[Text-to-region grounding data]
━━━━━━━━━━━━━━━━

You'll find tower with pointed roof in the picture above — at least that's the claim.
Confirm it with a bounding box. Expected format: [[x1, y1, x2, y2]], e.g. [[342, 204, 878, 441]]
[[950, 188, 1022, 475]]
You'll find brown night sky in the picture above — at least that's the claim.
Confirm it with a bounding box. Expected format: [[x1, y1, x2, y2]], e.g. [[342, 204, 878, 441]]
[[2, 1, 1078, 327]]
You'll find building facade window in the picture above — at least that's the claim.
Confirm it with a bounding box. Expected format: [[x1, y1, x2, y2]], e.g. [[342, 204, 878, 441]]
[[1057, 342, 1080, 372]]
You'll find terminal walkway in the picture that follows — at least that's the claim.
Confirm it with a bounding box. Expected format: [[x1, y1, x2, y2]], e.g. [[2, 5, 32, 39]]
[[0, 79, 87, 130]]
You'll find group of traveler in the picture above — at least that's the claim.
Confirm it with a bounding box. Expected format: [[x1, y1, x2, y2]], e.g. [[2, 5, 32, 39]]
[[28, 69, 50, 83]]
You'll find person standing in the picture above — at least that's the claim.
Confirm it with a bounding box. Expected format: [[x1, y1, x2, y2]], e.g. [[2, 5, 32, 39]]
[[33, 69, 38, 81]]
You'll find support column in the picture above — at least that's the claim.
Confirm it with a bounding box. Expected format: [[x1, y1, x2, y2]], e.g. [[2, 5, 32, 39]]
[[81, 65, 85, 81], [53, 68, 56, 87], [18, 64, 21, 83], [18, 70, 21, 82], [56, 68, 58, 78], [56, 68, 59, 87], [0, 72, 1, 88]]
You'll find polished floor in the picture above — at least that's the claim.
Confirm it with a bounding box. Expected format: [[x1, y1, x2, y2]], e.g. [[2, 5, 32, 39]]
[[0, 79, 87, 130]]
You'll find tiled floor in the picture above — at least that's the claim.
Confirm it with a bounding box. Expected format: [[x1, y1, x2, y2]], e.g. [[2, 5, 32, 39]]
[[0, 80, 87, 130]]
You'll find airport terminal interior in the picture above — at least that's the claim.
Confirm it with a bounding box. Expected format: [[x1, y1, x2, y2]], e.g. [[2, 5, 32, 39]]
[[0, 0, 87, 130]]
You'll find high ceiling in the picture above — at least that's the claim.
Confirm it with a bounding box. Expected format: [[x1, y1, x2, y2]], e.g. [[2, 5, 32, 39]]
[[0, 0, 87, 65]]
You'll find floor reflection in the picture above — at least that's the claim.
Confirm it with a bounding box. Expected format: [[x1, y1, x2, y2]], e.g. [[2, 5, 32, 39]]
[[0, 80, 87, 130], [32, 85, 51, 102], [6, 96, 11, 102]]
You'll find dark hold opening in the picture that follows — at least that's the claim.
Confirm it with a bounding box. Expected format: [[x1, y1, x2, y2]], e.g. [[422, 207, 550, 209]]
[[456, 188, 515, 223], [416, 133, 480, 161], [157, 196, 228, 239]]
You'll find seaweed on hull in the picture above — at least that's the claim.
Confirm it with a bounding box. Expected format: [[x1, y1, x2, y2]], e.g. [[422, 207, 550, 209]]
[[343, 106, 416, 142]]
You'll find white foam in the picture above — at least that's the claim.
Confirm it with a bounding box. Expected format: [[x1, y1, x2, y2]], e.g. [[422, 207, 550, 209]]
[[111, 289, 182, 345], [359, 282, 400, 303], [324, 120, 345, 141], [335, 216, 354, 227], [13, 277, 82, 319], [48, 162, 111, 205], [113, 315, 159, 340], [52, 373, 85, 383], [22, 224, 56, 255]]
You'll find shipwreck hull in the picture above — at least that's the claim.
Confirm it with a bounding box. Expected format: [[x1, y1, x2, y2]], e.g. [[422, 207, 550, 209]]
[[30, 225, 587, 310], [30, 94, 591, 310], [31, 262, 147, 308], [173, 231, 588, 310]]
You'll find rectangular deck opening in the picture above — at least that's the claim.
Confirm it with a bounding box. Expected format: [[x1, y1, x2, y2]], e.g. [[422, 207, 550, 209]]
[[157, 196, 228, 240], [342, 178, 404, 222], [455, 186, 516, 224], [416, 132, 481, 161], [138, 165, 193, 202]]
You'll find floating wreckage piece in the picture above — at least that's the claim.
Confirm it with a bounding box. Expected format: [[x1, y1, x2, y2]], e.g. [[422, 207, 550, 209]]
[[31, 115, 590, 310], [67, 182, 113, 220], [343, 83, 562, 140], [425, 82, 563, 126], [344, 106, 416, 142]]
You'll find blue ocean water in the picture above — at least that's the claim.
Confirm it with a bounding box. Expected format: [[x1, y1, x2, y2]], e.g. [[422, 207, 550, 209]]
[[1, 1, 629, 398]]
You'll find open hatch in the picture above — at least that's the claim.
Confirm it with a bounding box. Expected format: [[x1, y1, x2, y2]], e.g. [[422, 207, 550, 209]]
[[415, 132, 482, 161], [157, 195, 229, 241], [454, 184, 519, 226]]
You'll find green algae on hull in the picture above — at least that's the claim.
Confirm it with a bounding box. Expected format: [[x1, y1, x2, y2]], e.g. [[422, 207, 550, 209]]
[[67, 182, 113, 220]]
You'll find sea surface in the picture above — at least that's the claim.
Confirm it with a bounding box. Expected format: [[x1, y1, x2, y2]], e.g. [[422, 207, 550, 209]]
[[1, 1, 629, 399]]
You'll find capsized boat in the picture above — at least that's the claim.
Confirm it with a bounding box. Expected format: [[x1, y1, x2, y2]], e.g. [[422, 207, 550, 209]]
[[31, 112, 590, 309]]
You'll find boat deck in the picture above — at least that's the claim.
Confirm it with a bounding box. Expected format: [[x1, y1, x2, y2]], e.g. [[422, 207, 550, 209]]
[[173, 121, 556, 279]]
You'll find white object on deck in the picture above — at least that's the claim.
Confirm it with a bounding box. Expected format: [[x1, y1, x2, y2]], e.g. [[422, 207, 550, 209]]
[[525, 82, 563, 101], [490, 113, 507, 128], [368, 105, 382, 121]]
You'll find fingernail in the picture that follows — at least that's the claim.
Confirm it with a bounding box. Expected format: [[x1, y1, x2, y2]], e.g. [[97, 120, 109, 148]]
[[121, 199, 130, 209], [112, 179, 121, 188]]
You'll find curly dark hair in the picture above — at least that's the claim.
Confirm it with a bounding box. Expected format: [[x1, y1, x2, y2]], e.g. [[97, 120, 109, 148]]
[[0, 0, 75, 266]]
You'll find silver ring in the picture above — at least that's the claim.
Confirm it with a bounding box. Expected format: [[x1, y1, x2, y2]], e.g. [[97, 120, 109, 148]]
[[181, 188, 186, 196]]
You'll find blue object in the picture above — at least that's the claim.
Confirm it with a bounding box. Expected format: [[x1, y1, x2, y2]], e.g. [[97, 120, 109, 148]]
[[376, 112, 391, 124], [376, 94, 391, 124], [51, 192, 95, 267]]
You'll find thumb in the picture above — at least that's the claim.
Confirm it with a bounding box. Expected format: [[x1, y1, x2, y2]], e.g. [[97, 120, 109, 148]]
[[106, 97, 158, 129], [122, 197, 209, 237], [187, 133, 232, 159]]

━━━━━━━━━━━━━━━━

All the entries should be written out again precisely.

Your response:
You'll find tower with pointed roof in the picture above — at least that's the claim.
Confirm it with a bounding box. Expected format: [[x1, y1, x2, y2]], e.g. [[342, 204, 878, 441]]
[[950, 188, 1022, 475]]
You'll find brown night sky in the picture above — at least that's the claim.
Confirm it with a bounding box. Expected format: [[x1, y1, x2, y2]], e.g. [[342, 204, 878, 441]]
[[2, 1, 1078, 327]]
You'll find building facade window in the picture above — at least that's the claim.
Confirm it with a bounding box. Expected format: [[x1, y1, x2, y2]], e.g. [[342, 204, 878, 441]]
[[1057, 342, 1080, 372]]
You'll find terminal walkway in the picture that follows — at least that's the claim.
Confirm it with a bounding box. Expected format: [[x1, y1, x2, y2]], e.g. [[2, 5, 32, 39]]
[[0, 79, 87, 130]]
You'll find group of traveler in the picture above — at least that's the claim.
Confirm it with a bounding box. Expected format: [[x1, y1, x2, y2]], e.g. [[2, 5, 32, 39]]
[[28, 69, 50, 83]]
You'll find person standing in the picture above — at least that's the claim.
Confirm it with a bounding box. Expected format: [[x1, y1, x2, y2]], e.g. [[2, 5, 32, 39]]
[[33, 69, 38, 81]]
You'll find support column in the picture above — at least that's the claim.
Confirm it with a bounding box. Expected format: [[x1, y1, x2, y2]], e.g. [[2, 5, 32, 39]]
[[81, 65, 85, 81], [53, 68, 56, 87], [18, 64, 21, 83], [18, 70, 21, 82], [56, 68, 58, 78], [56, 68, 59, 87], [0, 72, 1, 88]]
You'll find polished floor in the picture above — at least that's the claim.
Confirm it with a bounding box. Expected format: [[x1, y1, x2, y2]], e.g. [[2, 5, 32, 39]]
[[0, 79, 87, 130]]
You'll find tiled floor in the picture above — at least that's the claim.
Confirm it with a bounding box. Expected format: [[x1, y1, x2, y2]], e.g. [[2, 5, 32, 39]]
[[0, 80, 87, 130]]
You'll find airport terminal interior in the picture above — at least that's the claim.
Confirm it with a bounding box. Expected format: [[x1, y1, x2, y2]], e.g. [[2, 5, 32, 39]]
[[0, 0, 87, 130]]
You'll find high ceiling in the picture above — at least that's the claim.
Confirm it with a bounding box. Expected format: [[x1, y1, x2, y2]], e.g. [[2, 5, 32, 39]]
[[0, 0, 87, 65]]
You'll find floor reflection in the picture above — at least that's the claim.
Confirm it with a bounding box. Expected format: [[x1, y1, x2, y2]], e.g. [[2, 5, 32, 39]]
[[0, 80, 87, 130], [32, 85, 51, 102], [6, 96, 11, 102]]
You'll find dark hold opening in the picture that follows — at least that's the claim.
Confirm it with a bounding box. Expected format: [[x1, y1, x2, y2]], e.g. [[422, 207, 550, 209]]
[[456, 188, 515, 223], [416, 133, 480, 161], [157, 196, 228, 239]]
You'll find seaweed on hull in the picture above — at least that's the claim.
Confirm it with a bounding box. Expected format: [[x1, y1, x2, y2]], e.g. [[422, 207, 550, 209]]
[[343, 106, 416, 142]]
You'll find white foam in the picture above — at least that's the claim.
Confirm it with a bounding box. Expected format: [[x1, y1, x2, y2]], e.g. [[422, 207, 550, 209]]
[[111, 289, 182, 345], [359, 282, 400, 303], [324, 120, 345, 141], [335, 216, 354, 227], [13, 277, 82, 319], [48, 162, 111, 205], [113, 315, 159, 340], [52, 373, 85, 383], [22, 224, 56, 255]]
You'll find shipwreck hull in the picture above — at least that's the claim.
Confirm it with a bounding box. Expected format: [[x1, y1, x2, y2]], e.g. [[422, 207, 550, 209]]
[[30, 225, 587, 310], [30, 94, 591, 310], [31, 262, 147, 308], [173, 231, 588, 310]]
You'll find rectangular deck opening in the picture above — at least that's the claim.
Confirm it with a bounding box. Expected format: [[x1, y1, x2, y2]], e.g. [[422, 207, 550, 209]]
[[157, 196, 228, 240], [342, 178, 404, 222], [455, 186, 516, 224], [416, 132, 481, 161], [138, 165, 193, 202]]
You'll find floating wreckage piece in the picture above — at least that's the claim.
Confirm it with a bounding box. Expected format: [[x1, y1, x2, y2]], e.g. [[422, 207, 550, 209]]
[[31, 115, 590, 310], [67, 182, 113, 220], [343, 83, 562, 140], [425, 82, 563, 126], [344, 106, 416, 142]]
You'll find blue ocean water in the picture above — at least that's the claim.
Confirm it with a bounding box. Expected format: [[x1, y1, x2, y2]], e.g. [[422, 207, 550, 209]]
[[1, 1, 629, 398]]
You'll find open hatch in the picture above — at least that's the claim.
Confirm it with a bounding box. Expected format: [[x1, y1, x2, y2]], e.g. [[422, 207, 550, 209]]
[[415, 132, 482, 161], [157, 195, 229, 241], [454, 184, 519, 226]]
You'll find green algae on hull in the picture above — at least that's the claim.
Confirm it with a bounding box. Expected format: [[x1, y1, x2, y2]], e.g. [[422, 207, 550, 209]]
[[67, 182, 113, 220]]
You'll find sea surface in the picture above — at least that's the claim.
Confirm it with a bounding box. Expected format: [[x1, y1, x2, y2]], e.g. [[422, 207, 550, 209]]
[[1, 1, 629, 399]]
You'll find capsized boat in the picture above — at least that's the claim.
Confirm it with a bounding box. Expected format: [[x1, y1, x2, y2]], e.g. [[422, 207, 550, 209]]
[[31, 112, 590, 309]]
You'll find boat deck in the picture above — at least that's the claim.
Confirm it with a bounding box. Expected format: [[x1, y1, x2, y2]], e.g. [[422, 207, 550, 209]]
[[173, 121, 556, 279]]
You'll find white object on deck in the picture above — at least that's the claim.
Confirm it with a bounding box. Expected format: [[x1, y1, x2, y2]], e.g. [[422, 207, 550, 209]]
[[525, 82, 563, 101], [490, 113, 507, 128], [368, 105, 382, 121]]
You'll find fingernail in the picture that follows — at least that's the claim.
Confirm it with a bounding box. Expected format: [[x1, y1, x2, y2]], e.g. [[97, 120, 109, 148]]
[[121, 199, 130, 209], [112, 179, 121, 188]]
You'll find curly dark hair in the picture above — at least that's the claim.
Confirm it with a bounding box. Expected format: [[x1, y1, x2, y2]], e.g. [[97, 120, 109, 148]]
[[0, 0, 75, 266]]
You'll find silver ring in the picture above — at least that's the claim.
Confirm it with a bounding box. Expected format: [[x1, y1, x2, y2]], e.g. [[97, 120, 109, 148]]
[[181, 188, 186, 196]]
You'll find blue object in the picture above — at least that's the claim.
Confirm it with a bounding box. Expected format: [[x1, y1, x2, y2]], e.g. [[97, 120, 109, 148]]
[[376, 112, 391, 124], [376, 94, 391, 124], [51, 192, 95, 267]]
You'll find thumb in the picture above — at least that's the claim.
Confirm it with a bounding box. Expected format: [[x1, y1, x2, y2]], e.g. [[97, 120, 109, 148]]
[[106, 97, 158, 129], [122, 197, 209, 237], [187, 133, 232, 159]]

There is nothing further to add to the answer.